[SHORT PROBLEM]:
Output each line of the listing below as a numbered list, skipping blank lines.

[Collected data]:
******

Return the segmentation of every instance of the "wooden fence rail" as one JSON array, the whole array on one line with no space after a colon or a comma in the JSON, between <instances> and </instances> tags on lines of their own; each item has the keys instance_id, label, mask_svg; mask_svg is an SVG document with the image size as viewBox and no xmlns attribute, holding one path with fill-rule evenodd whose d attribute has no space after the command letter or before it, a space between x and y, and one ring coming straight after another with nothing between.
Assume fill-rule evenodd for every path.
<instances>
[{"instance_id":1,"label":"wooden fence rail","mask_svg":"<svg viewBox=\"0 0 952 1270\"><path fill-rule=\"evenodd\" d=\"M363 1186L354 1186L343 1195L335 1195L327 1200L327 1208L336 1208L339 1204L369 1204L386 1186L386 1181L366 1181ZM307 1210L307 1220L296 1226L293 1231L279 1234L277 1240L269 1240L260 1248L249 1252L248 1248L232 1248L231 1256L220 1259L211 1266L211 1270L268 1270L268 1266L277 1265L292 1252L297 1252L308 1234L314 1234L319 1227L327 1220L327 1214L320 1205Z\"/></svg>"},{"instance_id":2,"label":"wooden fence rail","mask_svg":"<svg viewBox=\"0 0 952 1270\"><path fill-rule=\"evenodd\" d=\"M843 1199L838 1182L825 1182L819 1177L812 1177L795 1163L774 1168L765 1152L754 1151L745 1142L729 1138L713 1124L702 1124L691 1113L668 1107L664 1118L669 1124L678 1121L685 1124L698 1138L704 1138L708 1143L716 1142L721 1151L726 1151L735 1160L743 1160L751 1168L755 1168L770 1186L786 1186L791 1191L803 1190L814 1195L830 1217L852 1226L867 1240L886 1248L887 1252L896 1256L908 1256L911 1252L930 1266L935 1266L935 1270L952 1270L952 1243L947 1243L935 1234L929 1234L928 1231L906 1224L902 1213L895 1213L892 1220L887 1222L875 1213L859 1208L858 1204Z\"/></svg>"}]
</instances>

******

[REPLY]:
1. Return the segmentation of every instance of the "wooden fence rail" as one JSON array, the whole array on one line with no space after a colon or a comma in the JSON, between <instances> and </instances> tags on lines of their own; each item has the keys instance_id, label, mask_svg; mask_svg is an SVG document with the image size as viewBox and no xmlns attribute, holding one path with fill-rule evenodd whose d attribute has no space after the command letter or before it, a space between x and y, and one ring coming straight after another with nothing between.
2. Assume fill-rule evenodd for every path.
3. <instances>
4. [{"instance_id":1,"label":"wooden fence rail","mask_svg":"<svg viewBox=\"0 0 952 1270\"><path fill-rule=\"evenodd\" d=\"M363 1186L354 1186L343 1195L335 1195L327 1200L327 1208L336 1208L339 1204L369 1204L386 1186L386 1181L366 1181ZM307 1210L307 1220L296 1226L293 1231L279 1234L277 1240L269 1240L260 1248L249 1252L248 1248L232 1248L231 1256L220 1259L211 1266L211 1270L268 1270L268 1266L277 1265L292 1252L297 1252L308 1234L314 1234L319 1227L327 1220L327 1214L320 1205Z\"/></svg>"},{"instance_id":2,"label":"wooden fence rail","mask_svg":"<svg viewBox=\"0 0 952 1270\"><path fill-rule=\"evenodd\" d=\"M843 1199L838 1182L825 1182L819 1177L812 1177L795 1163L774 1168L765 1152L754 1151L745 1142L729 1138L713 1124L702 1124L691 1113L668 1107L664 1118L669 1124L678 1121L685 1124L698 1138L704 1138L708 1143L716 1142L721 1151L726 1151L735 1160L743 1160L751 1168L755 1168L770 1186L786 1186L791 1191L803 1190L814 1195L830 1217L852 1226L867 1240L886 1248L887 1252L896 1256L908 1256L911 1252L930 1266L935 1266L935 1270L952 1270L952 1243L947 1243L935 1234L929 1234L928 1231L906 1224L902 1213L895 1213L892 1220L887 1222L875 1213L859 1208L858 1204Z\"/></svg>"}]
5. </instances>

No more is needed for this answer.